- [Given exercise 1] Count the lines of the records that contain the string "woman", treating case as significant. Give only the number.

- [Excerpt to read]
+++

These files are set up in 4 line blocks(fastq) where the first line is a run ID, 2nd is a sequence, 3rd is a "+", and the fourth holds quality values for the sequence in line 2.

I had no real trouble with this code when it was applied only for one file, but I think I'm misunderstanding how to handle multiple files.

Any guidance is much appreciated!

My warning in this scenario is as such : Use of uninitialized value $thisline in subtraction (-) at ./pairedendtrim.pl line 137, line 4.

+++

- [Given exercise 2] In the excerpt on handling multiple files in Perl, what does the third line of each four-line block hold?

+++

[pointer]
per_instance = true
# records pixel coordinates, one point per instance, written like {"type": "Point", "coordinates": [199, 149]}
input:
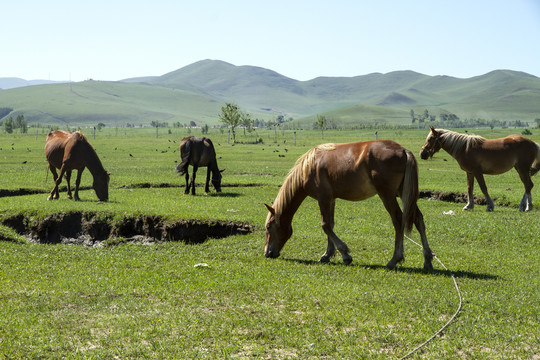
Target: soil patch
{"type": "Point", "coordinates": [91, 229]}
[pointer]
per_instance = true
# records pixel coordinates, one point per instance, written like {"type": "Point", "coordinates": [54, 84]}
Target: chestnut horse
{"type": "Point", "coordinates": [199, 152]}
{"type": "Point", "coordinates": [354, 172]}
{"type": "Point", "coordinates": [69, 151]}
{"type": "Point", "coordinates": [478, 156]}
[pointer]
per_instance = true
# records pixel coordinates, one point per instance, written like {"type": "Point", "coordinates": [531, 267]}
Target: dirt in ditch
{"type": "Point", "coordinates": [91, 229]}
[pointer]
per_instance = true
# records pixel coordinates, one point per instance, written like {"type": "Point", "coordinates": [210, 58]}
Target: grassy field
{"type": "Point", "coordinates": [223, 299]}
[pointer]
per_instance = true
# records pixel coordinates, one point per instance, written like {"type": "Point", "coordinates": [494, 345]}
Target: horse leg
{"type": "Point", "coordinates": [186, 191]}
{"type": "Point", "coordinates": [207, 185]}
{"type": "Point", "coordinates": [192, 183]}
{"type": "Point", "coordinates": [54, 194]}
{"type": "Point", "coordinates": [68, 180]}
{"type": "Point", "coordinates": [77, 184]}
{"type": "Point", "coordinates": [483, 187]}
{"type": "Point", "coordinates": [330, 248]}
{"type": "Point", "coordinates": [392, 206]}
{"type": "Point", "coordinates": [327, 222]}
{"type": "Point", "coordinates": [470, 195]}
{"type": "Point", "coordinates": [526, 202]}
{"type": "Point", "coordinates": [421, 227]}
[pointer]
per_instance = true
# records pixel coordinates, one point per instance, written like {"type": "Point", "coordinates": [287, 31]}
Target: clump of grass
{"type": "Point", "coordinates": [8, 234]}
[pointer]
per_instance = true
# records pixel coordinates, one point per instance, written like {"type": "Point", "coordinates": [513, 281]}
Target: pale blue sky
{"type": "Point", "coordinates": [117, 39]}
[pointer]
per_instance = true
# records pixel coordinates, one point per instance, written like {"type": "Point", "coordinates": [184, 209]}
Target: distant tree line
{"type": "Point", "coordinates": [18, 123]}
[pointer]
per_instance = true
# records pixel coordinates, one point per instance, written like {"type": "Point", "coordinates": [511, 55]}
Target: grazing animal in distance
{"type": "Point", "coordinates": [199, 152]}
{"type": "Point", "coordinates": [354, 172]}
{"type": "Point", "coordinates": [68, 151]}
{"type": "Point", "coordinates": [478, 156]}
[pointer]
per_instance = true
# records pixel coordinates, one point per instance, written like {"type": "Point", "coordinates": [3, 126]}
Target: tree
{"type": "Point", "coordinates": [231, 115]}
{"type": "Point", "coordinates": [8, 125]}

+++

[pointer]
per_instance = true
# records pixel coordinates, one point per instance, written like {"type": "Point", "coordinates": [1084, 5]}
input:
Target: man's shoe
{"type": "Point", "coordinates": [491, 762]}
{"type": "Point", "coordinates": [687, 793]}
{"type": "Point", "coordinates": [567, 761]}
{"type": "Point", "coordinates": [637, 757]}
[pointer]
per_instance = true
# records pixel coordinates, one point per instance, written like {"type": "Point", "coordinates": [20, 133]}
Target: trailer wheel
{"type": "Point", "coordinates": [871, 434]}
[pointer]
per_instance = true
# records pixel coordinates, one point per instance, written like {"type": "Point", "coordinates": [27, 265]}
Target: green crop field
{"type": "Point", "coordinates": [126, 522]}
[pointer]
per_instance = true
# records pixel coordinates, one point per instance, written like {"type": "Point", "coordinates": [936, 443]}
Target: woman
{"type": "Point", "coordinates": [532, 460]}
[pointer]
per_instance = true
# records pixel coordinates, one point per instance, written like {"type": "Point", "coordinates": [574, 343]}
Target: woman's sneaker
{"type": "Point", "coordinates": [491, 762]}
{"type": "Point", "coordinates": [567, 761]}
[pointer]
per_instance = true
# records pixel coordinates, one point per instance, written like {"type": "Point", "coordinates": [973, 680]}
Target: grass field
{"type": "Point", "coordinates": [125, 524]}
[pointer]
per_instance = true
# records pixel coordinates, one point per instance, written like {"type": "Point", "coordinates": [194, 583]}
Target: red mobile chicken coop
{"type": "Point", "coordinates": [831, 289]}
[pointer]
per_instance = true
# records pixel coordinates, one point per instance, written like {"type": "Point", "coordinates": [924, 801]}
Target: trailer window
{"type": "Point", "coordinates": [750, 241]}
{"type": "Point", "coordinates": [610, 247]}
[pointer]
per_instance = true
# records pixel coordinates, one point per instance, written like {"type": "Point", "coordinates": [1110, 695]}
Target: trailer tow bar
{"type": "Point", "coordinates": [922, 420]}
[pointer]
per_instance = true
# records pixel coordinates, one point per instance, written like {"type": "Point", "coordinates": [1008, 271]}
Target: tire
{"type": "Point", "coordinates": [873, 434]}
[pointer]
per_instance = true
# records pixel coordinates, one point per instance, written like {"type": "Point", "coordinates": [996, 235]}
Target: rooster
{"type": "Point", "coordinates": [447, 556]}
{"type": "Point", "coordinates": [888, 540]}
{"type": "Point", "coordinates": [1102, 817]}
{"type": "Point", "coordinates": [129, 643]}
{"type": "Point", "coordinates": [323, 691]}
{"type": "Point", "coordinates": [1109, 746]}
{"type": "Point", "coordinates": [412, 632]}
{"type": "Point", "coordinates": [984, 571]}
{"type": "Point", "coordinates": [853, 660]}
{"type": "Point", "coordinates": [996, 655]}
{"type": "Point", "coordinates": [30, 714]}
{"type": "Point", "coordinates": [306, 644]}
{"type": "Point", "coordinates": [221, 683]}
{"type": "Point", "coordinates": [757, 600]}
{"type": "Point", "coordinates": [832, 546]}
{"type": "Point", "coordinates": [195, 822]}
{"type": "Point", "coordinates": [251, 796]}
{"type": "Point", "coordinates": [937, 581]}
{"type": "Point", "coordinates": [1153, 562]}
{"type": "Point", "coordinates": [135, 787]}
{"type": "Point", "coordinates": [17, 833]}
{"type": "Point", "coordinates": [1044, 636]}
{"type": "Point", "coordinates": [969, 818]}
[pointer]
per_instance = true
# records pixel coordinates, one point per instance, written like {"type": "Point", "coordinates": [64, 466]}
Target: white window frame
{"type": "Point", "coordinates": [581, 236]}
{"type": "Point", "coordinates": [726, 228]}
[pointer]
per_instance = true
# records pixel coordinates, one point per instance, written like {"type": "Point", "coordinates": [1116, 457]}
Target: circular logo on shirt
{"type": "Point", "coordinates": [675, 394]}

+++

- [Full output 1] 2

- [Full output 2] A "+".